SPOILER ALERT: Is there a downside to instant information?August 6, 2012 No Comments
By: Mary LaMagna-Reiter, GIS Analyst
First off, my apologies to anyone who may be sick and tired of all of the Olympics coverage. But honestly, the London Olympics is all I’ve lived and breathed in my time off the last week or so. This happens every four years in the summer, and sometimes in the intervening Winter Games too: I turn into a complete Olympic junkie.
This year, however, my Olympic addiction has been at odds with almost every mode of modern, digital technology. No Internet browsing for fear that I will run into results before I’ve had a chance to see an event. No Facebook until then too for fear that one of my friends will post the day’s results in their status update. And having to issue stern warnings to all co-workers and family members who are receiving updates on their iPhones to not divulge any information.

Given information:
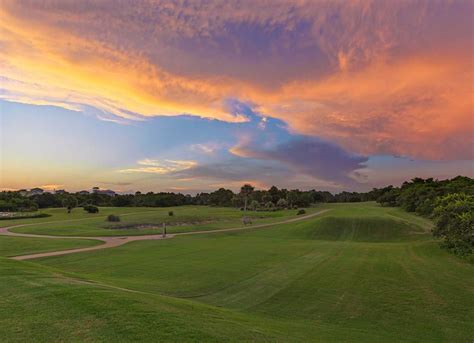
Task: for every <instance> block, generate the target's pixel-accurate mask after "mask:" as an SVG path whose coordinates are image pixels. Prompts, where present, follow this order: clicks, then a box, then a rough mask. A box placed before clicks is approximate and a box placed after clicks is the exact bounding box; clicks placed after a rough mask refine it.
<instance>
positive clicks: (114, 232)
mask: <svg viewBox="0 0 474 343" xmlns="http://www.w3.org/2000/svg"><path fill="white" fill-rule="evenodd" d="M315 210H316V209H309V210H308V213H311V212H314V211H315ZM169 211H173V213H174V215H173V216H169V215H168V212H169ZM45 212H46V213H49V214H51V215H52V216H51V217H49V218H45V219H50V220H44V219H43V220H41V221H40V220H30V221H29V222H28V221H26V220H24V221H23V220H22V221H21V223H19V222H20V221H19V220H16V221H8V222H9V223H5V221H4V222H3V223H2V226H8V225H18V224H28V225H29V226H23V227H18V228H14V229H12V230H11V231H12V232H18V233H33V234H40V235H57V236H82V237H93V236H96V237H97V236H131V235H149V234H159V233H161V232H162V224H163V223H166V225H167V232H168V233H176V232H188V231H201V230H212V229H222V228H230V227H236V226H241V225H242V221H241V218H242V211H240V210H238V209H234V208H219V207H204V206H181V207H170V208H101V209H100V213H98V214H87V213H85V212H84V211H83V210H82V209H79V208H78V209H75V210H74V211H73V213H71V214H70V215H68V214H67V213H65V212H66V211H65V210H64V209H52V210H47V211H45ZM296 212H297V210H282V211H274V212H248V216H249V217H251V218H252V221H253V224H257V225H258V224H265V223H271V222H278V221H282V220H284V219H287V218H293V217H296ZM112 213H113V214H117V215H120V219H121V221H120V222H118V223H109V222H107V221H106V216H107V215H108V214H112ZM32 223H34V225H31V224H32Z"/></svg>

Problem to solve: Continue the blog post above about dodging London Olympics spoilers, picking up after its last sentence.

Response to this task:
In a lot of situations, having access to real time information is great. Real-time tracking of deliveries has revolutionized the way we do business. Twitter, Facebook, and other social media have given the world unprecedented access to recent protest movements and society-changing events. And is it really fair to ask Olympians, who are 6 hours ahead of those of us in the Central Time Zone, not to Tweet their happiness of performing well in an event or their disappointment in a poor performance?
It’s probably not. The simple truth is that instant communication and information have become engrained into society and culture. Those of us who still enjoy spending an evening around the TV watching the Olympics will have to adapt… So please, don’t tell me what happened at the Games today.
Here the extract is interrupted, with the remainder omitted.